▶ EXERCISE PASSAGE:
***
Despite the mostly upbeat jobs report, the stock markets nevertheless plunged amid widespread concern over the steep “reciprocal” tariffs announced Wednesday by President Trump. 

The professional and business services sector added 3,000 jobs, but lost 700 jobs in accounting, tax preparation, payroll and bookkeeping services. The biggest job gains occurred in health care, social assistance, transportation and warehousing. Employment also grew in the retail trade industry, in part due to the return of workers from a strike in the food and beverage industry. But federal government employment declined by 4,000 in March, after a loss of 10,000 in February, amid job cuts ordered by the Elon Musk-led Department of Government Efficiency. However, the Internal Revenue Service is reinstating approximately 7,000 probationary employees who had been placed on paid administrative leave and asking them to return to work by April 14.

Average hourly earnings rose in March by 9 cents, or 0.3%, to $36.00. Over the past 12 months, average hourly earnings have increased 3.8%.

Trump boasted about the jobs report in an all-caps post on Truth Social, writing, “GREAT JOB NUMBERS, FAR BETTER THAN EXPECTED. IT’S ALREADY WORKING. HANG TOUGH, WE CAN’T LOSE!!!”

Congressional Democrats disagreed. “Unemployment is rising, and this seems to be the last report buoyed by Democrats’ blockbuster job creation,” said House Ways and Means Committee ranking member Richard Neal, D-Massachusetts, in a statement. “Recession odds are getting higher by the day as Trump plagues our economy with the largest tax hike in decades. Wages would need to skyrocket for the people to weather Trump’s higher prices and needless uncertainty. This report doesn’t yet reflect the dangerous firings of thousands of public servants or the layoffs that started hours after he announced the Trump Tariff Tax. This administration is ruling through the lens of billionaires — sacrificing workers’ paychecks, destroying trillions of dollars in savings and retirement wealth, readying more than $7 trillion in tax giveaways to primarily benefit the rich, all to bring down interest rates, and ultimately, pad their own pockets.”

Economists are predicting fallout from the historic tariff increases announced by Trump. “We now have more clarity on the trade policy following ‘Liberation Day’ on April 2,” wrote Appcast chief economist Andrew Flowers. “The average effective tariff rate is now above the level set by the Smoot-Hawley tariffs in 1930. This is one of the largest changes to economic and global trade policy since President Nixon’s decision to move away from the gold standard more than 50 years ago. The impending fallout from retaliatory tariffs from our trading partners across Europe and Asia will radically shift employment growth across manufacturing, retail and construction as consumer goods prices rise.”
***
▶ DATASET EXTRACT:

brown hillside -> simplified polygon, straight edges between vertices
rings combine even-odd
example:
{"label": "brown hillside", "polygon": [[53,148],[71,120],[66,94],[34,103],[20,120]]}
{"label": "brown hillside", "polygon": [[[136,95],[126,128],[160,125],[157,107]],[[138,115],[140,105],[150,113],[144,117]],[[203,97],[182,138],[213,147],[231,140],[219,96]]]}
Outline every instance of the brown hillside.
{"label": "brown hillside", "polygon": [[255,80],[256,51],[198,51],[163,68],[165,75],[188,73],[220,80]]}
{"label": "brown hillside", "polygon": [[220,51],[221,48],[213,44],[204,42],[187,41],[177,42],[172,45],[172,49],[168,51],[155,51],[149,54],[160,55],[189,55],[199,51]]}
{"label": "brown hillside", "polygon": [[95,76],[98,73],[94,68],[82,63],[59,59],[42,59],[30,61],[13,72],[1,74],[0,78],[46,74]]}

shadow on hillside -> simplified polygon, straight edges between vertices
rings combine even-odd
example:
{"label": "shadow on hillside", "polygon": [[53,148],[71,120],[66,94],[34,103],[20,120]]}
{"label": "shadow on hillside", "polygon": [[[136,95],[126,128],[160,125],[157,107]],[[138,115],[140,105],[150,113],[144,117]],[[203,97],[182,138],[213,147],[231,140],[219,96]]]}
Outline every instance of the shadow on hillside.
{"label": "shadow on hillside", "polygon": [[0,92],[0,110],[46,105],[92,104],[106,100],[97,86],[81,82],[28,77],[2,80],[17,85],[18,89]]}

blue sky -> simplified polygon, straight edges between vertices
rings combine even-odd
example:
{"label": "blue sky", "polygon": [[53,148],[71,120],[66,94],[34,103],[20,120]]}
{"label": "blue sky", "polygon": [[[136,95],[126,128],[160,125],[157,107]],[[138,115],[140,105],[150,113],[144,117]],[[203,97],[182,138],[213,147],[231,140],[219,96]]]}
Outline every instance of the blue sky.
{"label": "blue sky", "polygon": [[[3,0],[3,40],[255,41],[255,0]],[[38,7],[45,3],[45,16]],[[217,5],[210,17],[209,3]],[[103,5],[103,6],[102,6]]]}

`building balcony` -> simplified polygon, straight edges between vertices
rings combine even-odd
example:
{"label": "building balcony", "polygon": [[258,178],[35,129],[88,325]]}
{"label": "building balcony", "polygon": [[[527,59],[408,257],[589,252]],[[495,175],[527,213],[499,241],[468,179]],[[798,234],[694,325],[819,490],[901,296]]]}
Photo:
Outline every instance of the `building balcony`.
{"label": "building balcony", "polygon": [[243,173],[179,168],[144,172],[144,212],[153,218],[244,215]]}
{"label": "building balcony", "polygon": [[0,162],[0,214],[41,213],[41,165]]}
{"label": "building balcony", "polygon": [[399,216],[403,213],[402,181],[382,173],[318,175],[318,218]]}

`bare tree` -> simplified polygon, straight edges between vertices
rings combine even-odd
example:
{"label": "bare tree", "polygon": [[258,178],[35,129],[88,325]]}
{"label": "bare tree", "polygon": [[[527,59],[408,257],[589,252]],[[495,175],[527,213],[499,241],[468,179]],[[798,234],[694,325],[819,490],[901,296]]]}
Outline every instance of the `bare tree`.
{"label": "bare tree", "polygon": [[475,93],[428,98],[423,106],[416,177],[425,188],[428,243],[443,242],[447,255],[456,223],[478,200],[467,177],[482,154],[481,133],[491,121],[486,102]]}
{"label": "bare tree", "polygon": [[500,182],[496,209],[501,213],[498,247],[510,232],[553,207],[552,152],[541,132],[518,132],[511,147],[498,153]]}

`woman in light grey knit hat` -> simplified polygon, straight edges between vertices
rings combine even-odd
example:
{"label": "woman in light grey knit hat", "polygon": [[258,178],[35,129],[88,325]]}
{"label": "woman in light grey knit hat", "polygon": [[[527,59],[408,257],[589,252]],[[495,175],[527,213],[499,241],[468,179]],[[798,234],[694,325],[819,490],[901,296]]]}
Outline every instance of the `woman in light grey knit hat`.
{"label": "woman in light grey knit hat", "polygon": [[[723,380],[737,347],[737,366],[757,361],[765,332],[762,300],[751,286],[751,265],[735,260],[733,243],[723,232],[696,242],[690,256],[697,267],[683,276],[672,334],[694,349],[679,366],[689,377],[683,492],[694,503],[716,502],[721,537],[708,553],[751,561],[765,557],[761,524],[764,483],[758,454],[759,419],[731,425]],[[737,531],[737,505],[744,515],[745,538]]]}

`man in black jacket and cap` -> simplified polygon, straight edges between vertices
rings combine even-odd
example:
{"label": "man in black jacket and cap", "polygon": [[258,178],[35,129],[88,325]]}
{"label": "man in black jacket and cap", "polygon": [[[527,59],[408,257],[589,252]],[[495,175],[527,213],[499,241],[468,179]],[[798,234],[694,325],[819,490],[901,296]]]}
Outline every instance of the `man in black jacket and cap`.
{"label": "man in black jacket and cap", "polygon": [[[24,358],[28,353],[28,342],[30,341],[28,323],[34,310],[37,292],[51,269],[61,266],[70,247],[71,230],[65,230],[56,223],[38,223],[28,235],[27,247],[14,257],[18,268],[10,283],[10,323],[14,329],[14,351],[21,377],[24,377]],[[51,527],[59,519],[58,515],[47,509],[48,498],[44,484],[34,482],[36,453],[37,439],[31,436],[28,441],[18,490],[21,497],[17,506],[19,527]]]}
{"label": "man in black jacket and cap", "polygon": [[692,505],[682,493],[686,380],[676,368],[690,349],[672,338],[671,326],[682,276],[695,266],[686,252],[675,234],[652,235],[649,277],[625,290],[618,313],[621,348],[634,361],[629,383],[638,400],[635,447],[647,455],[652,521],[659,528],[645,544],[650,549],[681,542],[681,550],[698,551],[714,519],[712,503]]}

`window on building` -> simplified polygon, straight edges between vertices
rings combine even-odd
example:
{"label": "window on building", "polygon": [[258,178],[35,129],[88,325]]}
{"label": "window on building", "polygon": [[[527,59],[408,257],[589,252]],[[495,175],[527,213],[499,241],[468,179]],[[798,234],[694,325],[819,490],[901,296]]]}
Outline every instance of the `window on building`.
***
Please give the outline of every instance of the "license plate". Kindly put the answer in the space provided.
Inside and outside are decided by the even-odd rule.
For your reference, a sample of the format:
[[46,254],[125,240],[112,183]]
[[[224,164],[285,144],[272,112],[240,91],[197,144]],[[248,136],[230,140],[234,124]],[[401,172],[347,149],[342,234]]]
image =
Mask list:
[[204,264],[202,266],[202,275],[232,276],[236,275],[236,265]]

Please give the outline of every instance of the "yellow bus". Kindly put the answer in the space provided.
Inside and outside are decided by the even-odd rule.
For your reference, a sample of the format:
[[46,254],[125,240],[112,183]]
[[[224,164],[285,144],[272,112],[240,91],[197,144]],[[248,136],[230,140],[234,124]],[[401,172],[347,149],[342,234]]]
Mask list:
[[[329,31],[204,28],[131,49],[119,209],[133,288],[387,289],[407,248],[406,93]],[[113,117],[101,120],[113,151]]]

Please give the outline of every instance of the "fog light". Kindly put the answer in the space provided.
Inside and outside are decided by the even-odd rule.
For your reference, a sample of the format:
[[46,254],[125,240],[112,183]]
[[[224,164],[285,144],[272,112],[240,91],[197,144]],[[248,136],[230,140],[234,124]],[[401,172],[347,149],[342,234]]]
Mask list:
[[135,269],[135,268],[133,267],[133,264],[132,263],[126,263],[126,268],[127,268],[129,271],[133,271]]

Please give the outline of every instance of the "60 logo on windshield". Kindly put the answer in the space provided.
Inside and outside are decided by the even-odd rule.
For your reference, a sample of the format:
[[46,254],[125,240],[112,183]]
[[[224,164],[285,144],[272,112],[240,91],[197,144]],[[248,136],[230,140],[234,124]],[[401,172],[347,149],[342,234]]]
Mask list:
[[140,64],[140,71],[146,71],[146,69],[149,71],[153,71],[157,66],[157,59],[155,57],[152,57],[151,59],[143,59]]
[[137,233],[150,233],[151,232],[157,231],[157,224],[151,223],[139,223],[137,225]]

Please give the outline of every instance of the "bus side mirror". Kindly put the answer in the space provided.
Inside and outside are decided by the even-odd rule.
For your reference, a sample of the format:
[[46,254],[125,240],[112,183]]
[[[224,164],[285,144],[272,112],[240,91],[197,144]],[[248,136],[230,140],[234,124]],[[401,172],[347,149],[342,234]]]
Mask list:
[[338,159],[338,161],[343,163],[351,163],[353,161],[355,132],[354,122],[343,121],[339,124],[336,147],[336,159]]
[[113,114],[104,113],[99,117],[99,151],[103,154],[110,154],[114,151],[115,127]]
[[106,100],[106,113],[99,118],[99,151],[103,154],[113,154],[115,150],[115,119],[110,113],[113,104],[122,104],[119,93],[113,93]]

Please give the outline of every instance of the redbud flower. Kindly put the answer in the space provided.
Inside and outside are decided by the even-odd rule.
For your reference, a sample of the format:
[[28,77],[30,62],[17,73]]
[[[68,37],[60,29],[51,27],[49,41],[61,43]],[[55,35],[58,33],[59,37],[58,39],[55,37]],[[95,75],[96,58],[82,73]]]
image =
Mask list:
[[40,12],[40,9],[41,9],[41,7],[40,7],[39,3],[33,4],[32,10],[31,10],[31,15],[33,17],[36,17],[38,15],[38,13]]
***
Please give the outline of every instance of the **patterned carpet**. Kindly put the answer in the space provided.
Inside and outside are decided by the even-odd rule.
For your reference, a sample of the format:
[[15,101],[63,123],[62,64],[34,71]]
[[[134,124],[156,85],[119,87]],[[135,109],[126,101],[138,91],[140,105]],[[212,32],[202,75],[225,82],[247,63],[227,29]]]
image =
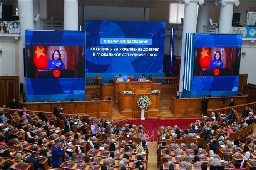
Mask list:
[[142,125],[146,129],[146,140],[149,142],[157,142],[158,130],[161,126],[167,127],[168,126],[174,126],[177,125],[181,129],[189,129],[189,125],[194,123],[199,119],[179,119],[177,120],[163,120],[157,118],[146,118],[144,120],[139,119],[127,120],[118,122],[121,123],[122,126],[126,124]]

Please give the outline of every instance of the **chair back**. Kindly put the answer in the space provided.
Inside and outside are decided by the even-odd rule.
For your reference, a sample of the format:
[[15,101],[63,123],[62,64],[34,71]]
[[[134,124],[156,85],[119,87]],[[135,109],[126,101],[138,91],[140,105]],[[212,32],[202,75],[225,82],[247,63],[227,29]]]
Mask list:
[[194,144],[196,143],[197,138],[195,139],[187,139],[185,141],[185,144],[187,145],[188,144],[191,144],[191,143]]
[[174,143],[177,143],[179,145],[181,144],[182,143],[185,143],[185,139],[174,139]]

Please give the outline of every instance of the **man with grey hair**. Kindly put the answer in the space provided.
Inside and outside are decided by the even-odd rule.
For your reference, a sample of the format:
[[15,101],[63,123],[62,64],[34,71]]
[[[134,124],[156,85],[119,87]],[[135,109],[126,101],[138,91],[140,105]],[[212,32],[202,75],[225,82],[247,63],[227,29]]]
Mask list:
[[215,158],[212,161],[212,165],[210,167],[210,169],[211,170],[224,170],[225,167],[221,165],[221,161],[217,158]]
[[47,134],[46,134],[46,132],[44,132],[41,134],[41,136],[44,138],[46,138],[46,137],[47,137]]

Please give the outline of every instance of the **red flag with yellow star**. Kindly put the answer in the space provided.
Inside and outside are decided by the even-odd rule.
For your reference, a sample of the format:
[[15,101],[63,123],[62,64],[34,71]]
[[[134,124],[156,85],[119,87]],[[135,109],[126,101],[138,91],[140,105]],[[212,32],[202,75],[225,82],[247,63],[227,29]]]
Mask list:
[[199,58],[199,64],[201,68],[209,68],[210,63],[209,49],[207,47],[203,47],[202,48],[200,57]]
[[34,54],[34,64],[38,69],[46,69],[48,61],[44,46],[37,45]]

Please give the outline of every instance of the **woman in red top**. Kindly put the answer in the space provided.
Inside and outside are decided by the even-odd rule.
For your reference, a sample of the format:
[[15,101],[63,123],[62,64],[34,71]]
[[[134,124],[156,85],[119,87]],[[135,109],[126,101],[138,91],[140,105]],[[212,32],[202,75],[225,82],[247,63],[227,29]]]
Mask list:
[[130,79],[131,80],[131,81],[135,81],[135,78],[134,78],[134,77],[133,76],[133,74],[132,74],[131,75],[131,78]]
***
▶ WHAT TO DO:
(1) Reproduce the passage on the March jobs report word for word, starting at "Despite the mostly" and ending at "by President Trump.".
(2) Answer these questions using the passage on the March jobs report.
(a) By how much did federal government employment decline in March?
(b) To what amount did average hourly earnings rise in March?
(c) Andrew Flowers is chief economist at which company?

▶ RESULTS FOR EACH TASK:
(1)
Despite the mostly upbeat jobs report, the stock markets nevertheless plunged amid widespread concern over the steep “reciprocal” tariffs announced Wednesday by President Trump.

(2)
(a) By 4,000.
(b) To $36.00.
(c) Appcast.